■ Work order A
Answer these three questions using the essay below.
(i) What single channel did the basement television receive?
(ii) In which two countries did women stroke the writer's hair?
(iii) For which novel did Anne Enright win the Man Booker Prize in 2007?
■ Work order B
List every action the writer of the essay below expected to need in order to get space on the couch.
■ Work order C
Rewrite the part of the essay below that begins at the words "I tiptoed downstairs" and stops after "of its demographics.)", and change "basement" to "den".

■ Text provided
I tiptoed downstairs in the dark with the intent of reaching the basement, where the television lured with its single channel, WGAL-TV 8 (NBC). (In our household WGAL entertained, including our mother, seven “gals,” our father rounding it off to 8 viewers in the household, as if we were preeminent in the station’s study of its demographics.)

I tiptoed hoping to avoid any chance encounter with a parent. A couple of my sisters had preceded me downstairs, and all I wanted was to negotiate for space on the couch, knowing that would require a fair amount of pushing, pulling and pinching, before settling in to watch the antics of James T. Kirk and Mr. Spock.

I did not see my father sitting in the dark. I did not hear the clink of ice cubes rearranging themselves in his glass, so common a sound that perhaps I no longer heard it.

Slurring his words, he beckoned to me. “Steph, c’mere a minute.” Explaining that Captain Kirk waited for no one would be futile. I did what I was told.

I slumped next to him in the dark living room. My drunken father placed an arm around my shoulders, and, deeming it the best possible moment to enlighten me as to the limitless happiness he experienced when I was born, he said: “You were the first. I knew I could do it. The rest didn’t matter.”

I knew he didn’t mean he loved my sisters less, only that never again did he experience that jolt of joy as he did when I popped out healthy and whole. Been there done that.

Not for the first time, with fourteen years experience of my father’s parenting techniques, I thought: there are people in the world not cut out to be parents. My father was one of those people.

I may be another, possibly due, in part, to that particular evening.

I receive both sympathy and criticism for not having had children. In my travels, particularly in rural areas of the Third World, it was always the first question from friendly, curious women: “How many children do you have?” In India and Indonesia, these women stroked my hair, and told me how sorry they were that I was unable to birth children. Never would it occur to them that it was a conscious choice. Or, if not exactly a choice, an absence, of that maternal pull that enveloped so many women, and pitched them into paroxysms of grief if they are unable to conceive. I have not experienced that particular heartache.

I had a prescription for contraceptives, and eventually married a man who’d had a vasectomy before we met.

There are some, mostly women, who believe women like me are selfish. We are not willing to sacrifice aspects of our lives to raise a child. I’ve read this many times on mommy blogger sites, heard it shouted by pundits on quasi-news shows.

In 2007, Anne Enright won the Man Booker Prize for her novel, The Gathering. It’s a dark, but beautifully rendered evocation of family, and grief. In it the main character resents her parents for having too many children. Unaware and unthinking they never considered the consequences of their selfish behavior on all those children.

■ Stored data entries
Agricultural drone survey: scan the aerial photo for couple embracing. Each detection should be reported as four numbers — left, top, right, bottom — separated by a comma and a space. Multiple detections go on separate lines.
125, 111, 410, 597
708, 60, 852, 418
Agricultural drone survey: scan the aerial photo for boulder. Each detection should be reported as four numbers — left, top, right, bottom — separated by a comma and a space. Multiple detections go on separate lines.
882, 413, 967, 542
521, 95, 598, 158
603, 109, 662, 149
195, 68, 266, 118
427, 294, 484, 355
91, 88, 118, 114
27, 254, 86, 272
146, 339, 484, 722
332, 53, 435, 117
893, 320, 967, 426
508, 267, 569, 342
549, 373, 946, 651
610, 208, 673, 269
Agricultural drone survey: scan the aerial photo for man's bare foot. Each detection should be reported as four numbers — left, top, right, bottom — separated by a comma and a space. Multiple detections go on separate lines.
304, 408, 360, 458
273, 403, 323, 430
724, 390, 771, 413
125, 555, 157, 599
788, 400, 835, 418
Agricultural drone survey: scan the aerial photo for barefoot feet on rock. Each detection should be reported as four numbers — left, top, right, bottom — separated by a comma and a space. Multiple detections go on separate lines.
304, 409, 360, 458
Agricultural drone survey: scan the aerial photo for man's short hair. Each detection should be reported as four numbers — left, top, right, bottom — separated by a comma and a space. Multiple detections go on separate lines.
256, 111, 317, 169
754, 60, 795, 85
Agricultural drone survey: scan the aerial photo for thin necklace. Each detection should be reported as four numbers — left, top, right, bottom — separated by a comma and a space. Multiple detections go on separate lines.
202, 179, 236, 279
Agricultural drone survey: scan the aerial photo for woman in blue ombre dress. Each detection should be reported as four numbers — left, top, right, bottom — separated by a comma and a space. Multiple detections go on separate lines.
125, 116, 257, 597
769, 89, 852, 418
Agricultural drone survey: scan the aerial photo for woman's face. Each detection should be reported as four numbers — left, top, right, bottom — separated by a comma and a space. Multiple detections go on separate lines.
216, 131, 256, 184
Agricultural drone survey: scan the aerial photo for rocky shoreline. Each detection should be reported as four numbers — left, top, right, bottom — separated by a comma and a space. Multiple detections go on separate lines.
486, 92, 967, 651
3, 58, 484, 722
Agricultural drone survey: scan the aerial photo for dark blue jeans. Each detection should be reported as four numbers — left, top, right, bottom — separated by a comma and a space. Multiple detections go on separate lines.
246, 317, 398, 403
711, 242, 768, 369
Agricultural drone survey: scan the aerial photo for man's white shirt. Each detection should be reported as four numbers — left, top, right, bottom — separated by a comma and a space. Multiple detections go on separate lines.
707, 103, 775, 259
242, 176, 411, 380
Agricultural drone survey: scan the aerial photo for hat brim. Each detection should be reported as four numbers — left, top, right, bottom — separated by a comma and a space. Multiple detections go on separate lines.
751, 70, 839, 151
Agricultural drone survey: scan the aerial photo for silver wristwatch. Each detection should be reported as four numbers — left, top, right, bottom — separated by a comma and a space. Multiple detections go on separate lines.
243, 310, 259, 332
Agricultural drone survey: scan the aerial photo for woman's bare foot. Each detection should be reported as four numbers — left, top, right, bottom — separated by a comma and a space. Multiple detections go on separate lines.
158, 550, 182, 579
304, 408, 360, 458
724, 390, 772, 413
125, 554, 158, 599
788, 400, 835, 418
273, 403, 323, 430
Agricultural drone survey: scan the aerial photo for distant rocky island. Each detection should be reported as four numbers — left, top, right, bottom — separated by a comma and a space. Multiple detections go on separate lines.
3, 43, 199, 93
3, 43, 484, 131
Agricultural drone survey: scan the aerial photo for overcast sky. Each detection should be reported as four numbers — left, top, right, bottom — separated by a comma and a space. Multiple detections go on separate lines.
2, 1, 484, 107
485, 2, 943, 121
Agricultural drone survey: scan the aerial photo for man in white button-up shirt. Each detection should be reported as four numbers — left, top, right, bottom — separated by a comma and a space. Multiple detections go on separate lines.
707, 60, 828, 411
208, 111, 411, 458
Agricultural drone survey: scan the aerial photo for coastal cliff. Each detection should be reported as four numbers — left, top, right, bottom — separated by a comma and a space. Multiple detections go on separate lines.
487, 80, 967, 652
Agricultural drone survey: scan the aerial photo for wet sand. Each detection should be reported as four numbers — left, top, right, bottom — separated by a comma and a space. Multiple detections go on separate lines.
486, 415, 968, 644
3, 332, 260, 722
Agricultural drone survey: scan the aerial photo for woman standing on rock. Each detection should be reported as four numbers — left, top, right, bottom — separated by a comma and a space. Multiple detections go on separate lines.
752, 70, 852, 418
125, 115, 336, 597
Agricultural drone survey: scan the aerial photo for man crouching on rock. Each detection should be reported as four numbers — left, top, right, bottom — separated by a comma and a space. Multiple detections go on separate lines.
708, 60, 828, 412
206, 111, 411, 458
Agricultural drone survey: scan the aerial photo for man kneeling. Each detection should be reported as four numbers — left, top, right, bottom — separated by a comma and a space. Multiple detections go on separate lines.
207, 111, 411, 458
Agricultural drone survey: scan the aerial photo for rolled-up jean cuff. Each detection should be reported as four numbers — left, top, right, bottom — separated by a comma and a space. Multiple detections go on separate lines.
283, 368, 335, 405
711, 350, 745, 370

■ Exercise result A
(i) WGAL-TV 8 (NBC)
(ii) India and Indonesia
(iii) The Gathering

■ Exercise result B
pushing, pulling, pinching

■ Exercise result C
I tiptoed downstairs in the dark with the intent of reaching the den, where the television lured with its single channel, WGAL-TV 8 (NBC). (In our household WGAL entertained, including our mother, seven “gals,” our father rounding it off to 8 viewers in the household, as if we were preeminent in the station’s study of its demographics.)